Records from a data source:
^^^^^^^^

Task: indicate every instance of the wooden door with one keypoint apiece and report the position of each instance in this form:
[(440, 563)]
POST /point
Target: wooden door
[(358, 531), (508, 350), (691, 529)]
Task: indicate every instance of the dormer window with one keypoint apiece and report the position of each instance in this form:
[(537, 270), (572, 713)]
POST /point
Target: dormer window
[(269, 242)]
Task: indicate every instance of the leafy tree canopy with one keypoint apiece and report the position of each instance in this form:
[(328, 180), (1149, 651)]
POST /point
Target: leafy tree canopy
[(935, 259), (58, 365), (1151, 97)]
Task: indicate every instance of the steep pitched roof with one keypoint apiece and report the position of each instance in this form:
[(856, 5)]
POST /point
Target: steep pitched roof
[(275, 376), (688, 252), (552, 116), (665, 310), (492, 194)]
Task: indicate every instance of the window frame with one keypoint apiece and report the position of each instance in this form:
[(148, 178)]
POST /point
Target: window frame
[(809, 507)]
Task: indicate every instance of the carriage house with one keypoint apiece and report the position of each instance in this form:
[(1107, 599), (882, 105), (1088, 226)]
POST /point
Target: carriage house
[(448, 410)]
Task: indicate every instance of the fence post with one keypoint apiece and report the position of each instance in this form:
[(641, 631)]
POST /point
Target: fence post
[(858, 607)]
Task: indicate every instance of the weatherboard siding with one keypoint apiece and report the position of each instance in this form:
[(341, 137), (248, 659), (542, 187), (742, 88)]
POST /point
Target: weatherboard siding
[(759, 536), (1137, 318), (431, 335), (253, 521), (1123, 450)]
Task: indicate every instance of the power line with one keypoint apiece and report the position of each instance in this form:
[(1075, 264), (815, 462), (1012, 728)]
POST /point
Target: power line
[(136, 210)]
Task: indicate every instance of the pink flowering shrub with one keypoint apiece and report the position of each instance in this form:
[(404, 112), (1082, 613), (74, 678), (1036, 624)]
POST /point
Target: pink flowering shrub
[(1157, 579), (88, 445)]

^^^^^^^^

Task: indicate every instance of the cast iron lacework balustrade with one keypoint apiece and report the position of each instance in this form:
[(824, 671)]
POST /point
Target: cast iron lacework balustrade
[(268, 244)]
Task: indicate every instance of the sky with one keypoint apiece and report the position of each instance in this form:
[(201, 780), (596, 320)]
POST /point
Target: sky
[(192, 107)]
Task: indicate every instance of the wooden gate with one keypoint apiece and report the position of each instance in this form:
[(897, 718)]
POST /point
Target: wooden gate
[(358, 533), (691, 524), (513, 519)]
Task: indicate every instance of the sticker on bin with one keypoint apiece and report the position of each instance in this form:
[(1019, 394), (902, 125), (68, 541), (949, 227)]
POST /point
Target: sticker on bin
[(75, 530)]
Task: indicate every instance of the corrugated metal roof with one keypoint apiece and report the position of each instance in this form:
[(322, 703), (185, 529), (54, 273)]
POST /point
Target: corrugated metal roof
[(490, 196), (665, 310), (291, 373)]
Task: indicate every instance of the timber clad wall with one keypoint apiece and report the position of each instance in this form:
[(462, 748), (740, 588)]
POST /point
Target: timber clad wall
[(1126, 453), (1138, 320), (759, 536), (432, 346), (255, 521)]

^^^^^^^^

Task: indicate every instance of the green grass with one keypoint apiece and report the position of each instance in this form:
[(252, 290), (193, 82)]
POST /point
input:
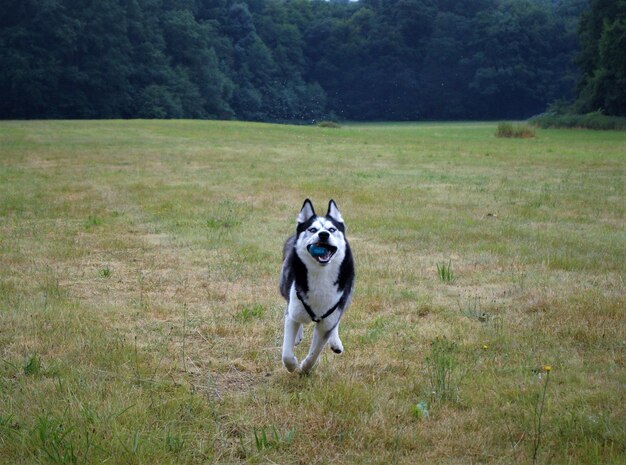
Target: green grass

^^^^^^^^

Work request: Beginning with the line that has "Target: cast iron lacework balustrade" and ending with the line that has "[(1019, 394), (902, 125), (68, 541), (949, 227)]", set down the lines above exactly and include no others.

Solution to the exercise:
Target: cast iron lacework balustrade
[(268, 244)]
Task: indicate every instance of the sky with one keypoint apiece and report the position of each instance in this form:
[(201, 780), (596, 320)]
POST /point
Target: sky
[(192, 107)]
Task: indicate every instance of the wooden gate with one keypoint apiece and report the position of each instance in this form:
[(897, 718)]
POST /point
Target: wooden gate
[(358, 533), (691, 524), (513, 519)]
Task: indicate every instance of the sticker on bin with one keypoint apiece and report the position of each instance in this form:
[(1019, 394), (902, 125), (68, 541), (949, 227)]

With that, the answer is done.